PROBLEM: Please output the section of the listing below that opens with the line containing "Sports analytics pipeline — identify the leaf" and closes with the line containing "Sports analytics pipeline — identify the rocky", exactly and with nothing else.

MATERIAL TO PROCESS:
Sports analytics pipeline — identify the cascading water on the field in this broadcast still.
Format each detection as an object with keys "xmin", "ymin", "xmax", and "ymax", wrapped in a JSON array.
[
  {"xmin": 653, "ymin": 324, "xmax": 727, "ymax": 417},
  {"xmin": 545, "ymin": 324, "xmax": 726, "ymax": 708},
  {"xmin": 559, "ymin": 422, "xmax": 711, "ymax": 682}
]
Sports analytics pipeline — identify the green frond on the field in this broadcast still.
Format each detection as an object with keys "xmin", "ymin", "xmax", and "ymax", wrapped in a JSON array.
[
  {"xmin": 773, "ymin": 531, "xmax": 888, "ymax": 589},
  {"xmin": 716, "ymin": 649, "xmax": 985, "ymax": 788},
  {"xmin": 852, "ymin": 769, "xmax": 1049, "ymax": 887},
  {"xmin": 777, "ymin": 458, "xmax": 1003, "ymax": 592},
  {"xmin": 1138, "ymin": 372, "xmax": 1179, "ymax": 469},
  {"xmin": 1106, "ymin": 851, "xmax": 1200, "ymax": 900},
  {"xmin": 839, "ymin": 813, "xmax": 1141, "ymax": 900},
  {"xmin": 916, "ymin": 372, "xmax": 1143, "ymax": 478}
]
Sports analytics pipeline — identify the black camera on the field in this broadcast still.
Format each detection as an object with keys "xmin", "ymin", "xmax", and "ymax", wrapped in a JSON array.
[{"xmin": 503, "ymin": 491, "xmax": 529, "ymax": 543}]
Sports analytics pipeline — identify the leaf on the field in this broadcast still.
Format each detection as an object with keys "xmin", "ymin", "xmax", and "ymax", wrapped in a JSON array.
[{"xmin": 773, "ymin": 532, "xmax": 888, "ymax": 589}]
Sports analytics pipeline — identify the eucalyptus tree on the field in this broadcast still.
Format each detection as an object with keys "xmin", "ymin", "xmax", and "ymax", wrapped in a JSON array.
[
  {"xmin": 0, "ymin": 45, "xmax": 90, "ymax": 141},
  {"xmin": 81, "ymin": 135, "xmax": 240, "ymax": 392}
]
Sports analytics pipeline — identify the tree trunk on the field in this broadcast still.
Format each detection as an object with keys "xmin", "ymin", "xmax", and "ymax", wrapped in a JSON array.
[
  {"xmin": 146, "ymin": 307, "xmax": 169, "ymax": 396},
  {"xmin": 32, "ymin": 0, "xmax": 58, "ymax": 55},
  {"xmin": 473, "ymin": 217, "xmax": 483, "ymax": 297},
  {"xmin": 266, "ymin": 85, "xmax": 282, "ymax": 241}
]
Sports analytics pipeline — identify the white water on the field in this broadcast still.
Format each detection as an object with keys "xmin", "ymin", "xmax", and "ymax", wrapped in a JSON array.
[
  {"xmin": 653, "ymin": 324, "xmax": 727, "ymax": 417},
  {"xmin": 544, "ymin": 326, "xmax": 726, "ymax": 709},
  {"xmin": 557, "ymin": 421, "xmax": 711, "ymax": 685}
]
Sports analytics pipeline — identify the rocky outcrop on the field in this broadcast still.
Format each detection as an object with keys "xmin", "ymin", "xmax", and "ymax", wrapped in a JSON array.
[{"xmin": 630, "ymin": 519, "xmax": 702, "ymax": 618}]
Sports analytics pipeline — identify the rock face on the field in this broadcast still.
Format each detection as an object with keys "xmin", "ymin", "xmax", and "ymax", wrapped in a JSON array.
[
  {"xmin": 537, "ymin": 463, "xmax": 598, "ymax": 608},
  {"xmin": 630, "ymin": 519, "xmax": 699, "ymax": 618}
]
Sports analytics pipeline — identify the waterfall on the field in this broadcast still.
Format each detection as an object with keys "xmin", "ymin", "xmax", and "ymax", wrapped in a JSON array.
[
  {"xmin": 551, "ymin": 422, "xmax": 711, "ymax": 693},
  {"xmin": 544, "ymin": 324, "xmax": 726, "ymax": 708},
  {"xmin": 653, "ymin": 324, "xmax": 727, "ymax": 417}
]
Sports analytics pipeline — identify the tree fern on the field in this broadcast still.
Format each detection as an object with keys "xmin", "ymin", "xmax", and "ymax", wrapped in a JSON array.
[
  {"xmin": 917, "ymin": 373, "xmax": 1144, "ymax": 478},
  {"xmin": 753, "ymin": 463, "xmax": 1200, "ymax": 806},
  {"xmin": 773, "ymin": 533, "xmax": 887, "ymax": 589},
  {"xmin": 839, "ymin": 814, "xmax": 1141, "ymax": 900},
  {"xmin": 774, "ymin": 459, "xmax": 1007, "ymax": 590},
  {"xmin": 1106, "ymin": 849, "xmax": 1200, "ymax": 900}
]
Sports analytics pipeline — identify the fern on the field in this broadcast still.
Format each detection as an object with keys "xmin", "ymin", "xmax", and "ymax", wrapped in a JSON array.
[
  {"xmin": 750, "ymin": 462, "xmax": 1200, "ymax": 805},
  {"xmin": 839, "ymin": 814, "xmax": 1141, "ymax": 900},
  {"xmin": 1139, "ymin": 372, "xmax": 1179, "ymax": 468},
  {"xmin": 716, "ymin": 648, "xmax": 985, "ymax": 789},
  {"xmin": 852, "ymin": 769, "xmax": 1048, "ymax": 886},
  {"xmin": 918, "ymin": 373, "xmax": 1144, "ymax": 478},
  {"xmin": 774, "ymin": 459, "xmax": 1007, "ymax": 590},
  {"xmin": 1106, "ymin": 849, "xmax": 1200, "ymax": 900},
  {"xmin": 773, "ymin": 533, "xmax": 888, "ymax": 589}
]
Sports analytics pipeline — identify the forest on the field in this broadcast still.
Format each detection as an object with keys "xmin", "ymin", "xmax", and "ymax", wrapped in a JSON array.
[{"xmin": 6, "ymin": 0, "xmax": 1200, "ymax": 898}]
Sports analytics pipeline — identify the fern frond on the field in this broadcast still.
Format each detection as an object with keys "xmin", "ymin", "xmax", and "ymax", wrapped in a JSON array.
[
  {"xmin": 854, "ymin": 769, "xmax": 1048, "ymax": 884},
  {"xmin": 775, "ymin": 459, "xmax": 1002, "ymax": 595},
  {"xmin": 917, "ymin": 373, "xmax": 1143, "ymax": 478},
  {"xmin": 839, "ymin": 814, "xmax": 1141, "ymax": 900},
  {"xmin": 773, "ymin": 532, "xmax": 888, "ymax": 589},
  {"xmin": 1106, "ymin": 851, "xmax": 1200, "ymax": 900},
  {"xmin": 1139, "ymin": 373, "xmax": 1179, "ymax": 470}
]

==

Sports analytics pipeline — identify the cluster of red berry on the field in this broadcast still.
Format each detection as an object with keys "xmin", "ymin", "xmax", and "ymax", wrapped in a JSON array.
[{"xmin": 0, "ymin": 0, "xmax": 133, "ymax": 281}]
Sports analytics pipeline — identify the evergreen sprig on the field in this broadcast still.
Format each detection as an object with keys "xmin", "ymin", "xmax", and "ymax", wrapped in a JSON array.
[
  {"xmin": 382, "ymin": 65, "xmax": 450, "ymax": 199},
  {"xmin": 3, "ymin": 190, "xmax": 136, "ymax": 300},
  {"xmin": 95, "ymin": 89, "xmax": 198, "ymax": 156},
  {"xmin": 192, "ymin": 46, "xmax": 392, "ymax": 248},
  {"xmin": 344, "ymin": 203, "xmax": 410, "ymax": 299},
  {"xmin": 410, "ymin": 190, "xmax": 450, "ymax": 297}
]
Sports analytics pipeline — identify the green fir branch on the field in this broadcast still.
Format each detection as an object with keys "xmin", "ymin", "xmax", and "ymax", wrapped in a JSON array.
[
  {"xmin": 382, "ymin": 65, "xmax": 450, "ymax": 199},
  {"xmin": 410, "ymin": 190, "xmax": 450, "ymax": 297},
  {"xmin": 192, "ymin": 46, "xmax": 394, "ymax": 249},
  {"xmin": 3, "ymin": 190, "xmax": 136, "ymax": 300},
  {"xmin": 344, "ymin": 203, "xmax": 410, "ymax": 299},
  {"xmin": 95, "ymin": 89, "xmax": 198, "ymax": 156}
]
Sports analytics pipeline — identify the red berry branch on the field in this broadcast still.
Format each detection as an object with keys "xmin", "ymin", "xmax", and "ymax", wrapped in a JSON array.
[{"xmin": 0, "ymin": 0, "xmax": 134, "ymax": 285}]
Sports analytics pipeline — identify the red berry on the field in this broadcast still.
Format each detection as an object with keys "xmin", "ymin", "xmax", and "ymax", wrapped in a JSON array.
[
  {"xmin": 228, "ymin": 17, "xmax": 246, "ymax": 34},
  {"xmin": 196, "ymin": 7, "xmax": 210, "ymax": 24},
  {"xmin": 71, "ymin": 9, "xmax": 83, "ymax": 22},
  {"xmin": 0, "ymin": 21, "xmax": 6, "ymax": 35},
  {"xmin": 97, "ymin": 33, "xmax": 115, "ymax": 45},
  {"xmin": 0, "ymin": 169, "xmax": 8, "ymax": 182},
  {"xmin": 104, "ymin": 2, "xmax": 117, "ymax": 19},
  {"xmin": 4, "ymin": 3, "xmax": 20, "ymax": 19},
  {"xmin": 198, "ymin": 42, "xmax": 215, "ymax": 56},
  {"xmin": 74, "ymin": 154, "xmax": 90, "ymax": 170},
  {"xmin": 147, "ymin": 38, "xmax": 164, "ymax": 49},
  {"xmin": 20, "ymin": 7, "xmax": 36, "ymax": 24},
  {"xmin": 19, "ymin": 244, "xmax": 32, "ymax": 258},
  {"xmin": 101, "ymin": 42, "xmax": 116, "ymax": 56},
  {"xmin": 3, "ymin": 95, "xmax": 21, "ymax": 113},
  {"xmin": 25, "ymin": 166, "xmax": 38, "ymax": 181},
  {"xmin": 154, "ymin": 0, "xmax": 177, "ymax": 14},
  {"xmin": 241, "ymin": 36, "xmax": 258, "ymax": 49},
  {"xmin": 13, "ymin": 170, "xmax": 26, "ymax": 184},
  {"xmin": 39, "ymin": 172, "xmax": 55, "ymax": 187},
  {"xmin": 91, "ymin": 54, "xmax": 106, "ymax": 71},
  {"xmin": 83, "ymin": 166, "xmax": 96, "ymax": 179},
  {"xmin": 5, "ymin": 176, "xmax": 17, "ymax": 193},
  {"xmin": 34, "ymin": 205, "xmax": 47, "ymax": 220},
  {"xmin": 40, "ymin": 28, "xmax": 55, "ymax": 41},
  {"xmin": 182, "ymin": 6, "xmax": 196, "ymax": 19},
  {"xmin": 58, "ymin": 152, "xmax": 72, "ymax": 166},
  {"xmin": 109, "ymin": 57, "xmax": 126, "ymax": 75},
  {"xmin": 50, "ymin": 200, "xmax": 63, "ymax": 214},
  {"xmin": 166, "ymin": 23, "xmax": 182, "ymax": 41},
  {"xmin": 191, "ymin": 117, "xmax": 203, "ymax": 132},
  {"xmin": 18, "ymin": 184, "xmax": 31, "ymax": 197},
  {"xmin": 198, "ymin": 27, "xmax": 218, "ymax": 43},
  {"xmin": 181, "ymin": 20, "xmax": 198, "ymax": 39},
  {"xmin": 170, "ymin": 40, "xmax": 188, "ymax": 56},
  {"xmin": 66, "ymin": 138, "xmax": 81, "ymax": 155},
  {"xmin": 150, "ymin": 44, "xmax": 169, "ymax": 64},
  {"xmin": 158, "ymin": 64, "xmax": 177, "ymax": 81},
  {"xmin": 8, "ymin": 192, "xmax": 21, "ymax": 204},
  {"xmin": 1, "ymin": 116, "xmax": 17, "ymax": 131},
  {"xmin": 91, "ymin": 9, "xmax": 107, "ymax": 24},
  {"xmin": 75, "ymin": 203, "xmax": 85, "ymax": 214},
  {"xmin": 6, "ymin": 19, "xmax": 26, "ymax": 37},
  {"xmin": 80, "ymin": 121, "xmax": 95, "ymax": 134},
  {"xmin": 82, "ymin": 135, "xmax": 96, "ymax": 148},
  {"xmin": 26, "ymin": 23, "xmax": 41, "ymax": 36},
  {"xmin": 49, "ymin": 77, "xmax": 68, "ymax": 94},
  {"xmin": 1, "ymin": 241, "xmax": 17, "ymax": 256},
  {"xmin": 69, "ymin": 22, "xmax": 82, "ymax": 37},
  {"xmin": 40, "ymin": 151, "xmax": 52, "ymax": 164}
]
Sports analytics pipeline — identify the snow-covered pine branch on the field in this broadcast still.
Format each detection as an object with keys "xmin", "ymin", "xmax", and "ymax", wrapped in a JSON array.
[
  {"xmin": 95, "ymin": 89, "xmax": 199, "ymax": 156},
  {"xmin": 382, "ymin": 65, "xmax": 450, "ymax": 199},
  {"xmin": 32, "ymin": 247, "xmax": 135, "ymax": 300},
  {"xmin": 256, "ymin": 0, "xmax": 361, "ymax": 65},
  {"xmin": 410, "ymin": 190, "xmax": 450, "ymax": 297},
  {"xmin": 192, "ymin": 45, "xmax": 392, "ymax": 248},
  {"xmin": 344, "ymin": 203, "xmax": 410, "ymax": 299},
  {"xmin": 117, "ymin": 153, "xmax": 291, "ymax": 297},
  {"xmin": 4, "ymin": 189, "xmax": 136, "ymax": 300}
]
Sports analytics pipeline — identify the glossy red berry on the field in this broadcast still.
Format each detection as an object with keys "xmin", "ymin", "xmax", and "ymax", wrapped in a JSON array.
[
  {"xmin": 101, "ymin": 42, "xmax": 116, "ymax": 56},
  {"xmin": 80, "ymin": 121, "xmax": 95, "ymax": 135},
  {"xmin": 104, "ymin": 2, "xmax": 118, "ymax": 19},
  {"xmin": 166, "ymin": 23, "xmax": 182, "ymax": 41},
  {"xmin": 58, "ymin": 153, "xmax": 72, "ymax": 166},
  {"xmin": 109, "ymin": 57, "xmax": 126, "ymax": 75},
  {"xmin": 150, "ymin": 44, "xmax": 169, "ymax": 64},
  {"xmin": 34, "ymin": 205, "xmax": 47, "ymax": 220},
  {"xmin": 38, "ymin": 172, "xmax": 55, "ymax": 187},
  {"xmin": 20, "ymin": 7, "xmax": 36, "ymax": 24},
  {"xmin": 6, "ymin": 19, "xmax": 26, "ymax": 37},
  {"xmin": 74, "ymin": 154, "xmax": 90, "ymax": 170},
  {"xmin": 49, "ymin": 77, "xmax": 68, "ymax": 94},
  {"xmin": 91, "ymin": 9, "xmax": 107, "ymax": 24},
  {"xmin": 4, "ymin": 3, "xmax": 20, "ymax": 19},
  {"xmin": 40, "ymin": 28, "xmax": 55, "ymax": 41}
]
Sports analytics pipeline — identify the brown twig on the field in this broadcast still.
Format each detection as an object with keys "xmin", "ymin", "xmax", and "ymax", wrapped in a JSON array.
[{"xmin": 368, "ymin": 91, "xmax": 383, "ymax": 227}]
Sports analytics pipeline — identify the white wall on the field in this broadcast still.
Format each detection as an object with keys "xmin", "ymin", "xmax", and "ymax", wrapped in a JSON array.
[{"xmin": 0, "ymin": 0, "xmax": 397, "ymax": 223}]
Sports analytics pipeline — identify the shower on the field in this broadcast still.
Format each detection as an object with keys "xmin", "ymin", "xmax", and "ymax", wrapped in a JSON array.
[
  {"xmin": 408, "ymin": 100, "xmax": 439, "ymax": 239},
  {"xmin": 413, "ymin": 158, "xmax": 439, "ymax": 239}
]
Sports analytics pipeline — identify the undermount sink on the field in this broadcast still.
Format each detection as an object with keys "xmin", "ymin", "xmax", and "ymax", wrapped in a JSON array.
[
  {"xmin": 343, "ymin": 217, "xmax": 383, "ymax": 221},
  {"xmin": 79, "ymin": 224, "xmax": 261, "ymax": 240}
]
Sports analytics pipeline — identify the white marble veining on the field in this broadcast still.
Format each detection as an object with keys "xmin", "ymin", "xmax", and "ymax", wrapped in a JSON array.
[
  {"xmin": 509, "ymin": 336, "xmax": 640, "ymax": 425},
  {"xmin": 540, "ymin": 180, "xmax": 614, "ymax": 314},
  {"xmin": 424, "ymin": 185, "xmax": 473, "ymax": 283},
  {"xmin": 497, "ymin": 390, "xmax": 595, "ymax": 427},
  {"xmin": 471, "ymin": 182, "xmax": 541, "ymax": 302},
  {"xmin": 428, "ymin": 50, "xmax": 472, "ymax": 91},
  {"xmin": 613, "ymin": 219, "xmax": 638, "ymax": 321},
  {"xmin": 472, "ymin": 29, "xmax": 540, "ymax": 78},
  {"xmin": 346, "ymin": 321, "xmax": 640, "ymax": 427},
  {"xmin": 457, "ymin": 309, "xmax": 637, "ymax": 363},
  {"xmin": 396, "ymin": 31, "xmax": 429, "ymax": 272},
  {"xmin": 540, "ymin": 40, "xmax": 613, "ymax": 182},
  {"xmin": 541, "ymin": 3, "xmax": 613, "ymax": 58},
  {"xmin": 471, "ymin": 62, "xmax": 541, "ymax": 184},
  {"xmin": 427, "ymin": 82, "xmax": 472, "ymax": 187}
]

EXERCISE SOLUTION:
Sports analytics pipeline — identify the leaf on the field in this broadcast still.
Format each detection as an object with keys "xmin", "ymin", "xmax", and "ymax", wrapped in a JSON array.
[{"xmin": 773, "ymin": 532, "xmax": 888, "ymax": 589}]
Sports analytics pipeline — identify the eucalyptus tree on the field in this broadcast still.
Format each detection as an object with keys "xmin", "ymin", "xmax", and "ymax", wrapped in a JSON array.
[
  {"xmin": 0, "ymin": 45, "xmax": 90, "ymax": 141},
  {"xmin": 81, "ymin": 135, "xmax": 240, "ymax": 392}
]
Sports analytics pipeline — identify the tree trunk on the field in this broadcast still.
Format each detection as an object with keys "xmin", "ymin", "xmax", and "ymax", wrapped in a JSON array.
[
  {"xmin": 146, "ymin": 307, "xmax": 169, "ymax": 396},
  {"xmin": 32, "ymin": 0, "xmax": 58, "ymax": 55},
  {"xmin": 473, "ymin": 217, "xmax": 483, "ymax": 297},
  {"xmin": 266, "ymin": 85, "xmax": 282, "ymax": 241}
]
Sports analytics pipeline — identify the white water on the field in this broadcast still.
Format each detection as an object with keys "xmin", "ymin", "xmax", and "ymax", wrapped in a JSON array.
[
  {"xmin": 653, "ymin": 324, "xmax": 727, "ymax": 417},
  {"xmin": 544, "ymin": 326, "xmax": 726, "ymax": 709},
  {"xmin": 557, "ymin": 421, "xmax": 711, "ymax": 685}
]
Sports analytics pipeline — identify the rocky outcrop on the field in this broadcast still.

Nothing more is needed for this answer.